# [Exercise text]
Señorella and the Glass Huarache is a 1964 Warner Bros. Looney Tunes cartoon directed by Hawley Pratt (who also produced the layouts) and written by John W. Dunn. The short was released on August 1, 1964.

The plotline is a typical Cinderella story, but set in Mexico. This was the last Looney Tunes short released before the Warner Bros. Cartoons division was shut down. The studio would reopen for DePatie-Freleng Enterprises and again in 1967 for Warner Bros.-Seven Arts. To most fans, this cartoon's release marks the end of the "classic" era. It was the final one-shot until 1968. Chuck Jones' ending sequence from Now Hear This and Bartholomew Versus the Wheel was used in this cartoon and this was the final cartoon to have this ending sequence.

Plot

At a cantina, a man tells his friend a Mexican version of "Cinderella". Leetle Señorella's "strapmother (stepmother)" and her "strapsiblings" make her do all their dirty work. They won't let her go to Prince Don Jose Miguel's big fiesta, but her fairy godmother comes through with a gorgeous wardrobe and a beautiful "transporte" drawn by a team of mules (formerly cockroaches). At the fiesta, the prince is bored out of his mind while the girls, including Senorella's strapsiblings, dance to impress him and fail miserably. However, he immediately becomes smitten when he sees Señorella. She and Prince Don Jose tango the night away, and his father, Don Miguel, is happy. However at midnight Señorella vamooses, leaving her glass huarache (a Mexican sandal) behind.

# [Parts of the exercise]
(1) In the article on Señorella and the Glass Huarache, how is Señorella able to attend the prince's fiesta even though her family won't let her go? Answer in one to three sentences.
(2) How would you put this sentence from the article on Señorella and the Glass Huarache into Spanish: "This was the last Looney Tunes short released before the Warner Bros. Cartoons division was shut down."
(3) Can you write the next part of the article on Señorella and the Glass Huarache, picking up after its final sentence?
You won't need the listing for anything here.

# [Information provided]
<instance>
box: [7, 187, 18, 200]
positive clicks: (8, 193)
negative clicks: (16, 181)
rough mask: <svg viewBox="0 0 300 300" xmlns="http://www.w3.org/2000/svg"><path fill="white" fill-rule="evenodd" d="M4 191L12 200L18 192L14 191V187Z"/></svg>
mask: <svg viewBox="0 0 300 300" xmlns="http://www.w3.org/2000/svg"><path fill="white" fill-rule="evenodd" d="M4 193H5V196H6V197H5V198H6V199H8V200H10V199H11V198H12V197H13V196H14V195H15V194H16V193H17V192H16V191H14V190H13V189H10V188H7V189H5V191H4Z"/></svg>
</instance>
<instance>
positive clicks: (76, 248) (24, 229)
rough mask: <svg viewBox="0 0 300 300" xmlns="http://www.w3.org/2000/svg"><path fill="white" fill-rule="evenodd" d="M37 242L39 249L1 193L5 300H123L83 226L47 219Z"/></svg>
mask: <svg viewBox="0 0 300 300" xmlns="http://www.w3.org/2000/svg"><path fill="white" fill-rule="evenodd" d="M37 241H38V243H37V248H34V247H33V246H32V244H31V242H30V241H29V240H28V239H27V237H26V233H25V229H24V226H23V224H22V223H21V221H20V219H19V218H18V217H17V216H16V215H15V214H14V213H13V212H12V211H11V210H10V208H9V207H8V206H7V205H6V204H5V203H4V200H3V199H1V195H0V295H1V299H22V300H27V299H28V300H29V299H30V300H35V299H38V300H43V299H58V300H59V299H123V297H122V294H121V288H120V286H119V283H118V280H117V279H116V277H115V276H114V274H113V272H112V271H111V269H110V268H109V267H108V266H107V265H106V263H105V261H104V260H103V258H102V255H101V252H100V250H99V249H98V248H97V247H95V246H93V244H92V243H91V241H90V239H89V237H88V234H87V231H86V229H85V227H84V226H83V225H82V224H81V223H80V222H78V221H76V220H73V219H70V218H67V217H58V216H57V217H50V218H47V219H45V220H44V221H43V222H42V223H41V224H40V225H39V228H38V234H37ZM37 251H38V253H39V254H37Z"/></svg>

# [Answer list]
(1) Her fairy godmother steps in and gives her a gorgeous wardrobe. The godmother also provides a beautiful "transporte" pulled by a team of mules that had been cockroaches.

(2) Este fue el último corto de Looney Tunes estrenado antes del cierre de la división Warner Bros. Cartoons.

(3)
Prince Don Jose has every girl in the kingdom try on the glass huarache, hoping to find the mysterious princess he fell in love with. However, none of the girls' feet fit the tiny shoe. Before arriving at the house, the strapmother intentionally tosses a tied up Señorella outside in the mud with the pigs out of fear that she'll be revealed as the mysterious princess and win Don Jose's love. Both her daughters try the shoe, but their feet are too big. Prince Don Jose sees a small foot sticking out from the window and he goes to it. He places the huarache on the foot and it fits. Don Jose sees a pig help Señorella up from the mud and she is revealed to be his mysterious princess. After having her cleaned up, she and Don Jose are married. The man revealed that Señorella's story may have ended happily ever after, but his own story didn't. When his friend asks him what happened to the strapmother and her daughters, the man sadly reveals that he's married to her. This proves to be true as she picks him up and forcibly takes him home.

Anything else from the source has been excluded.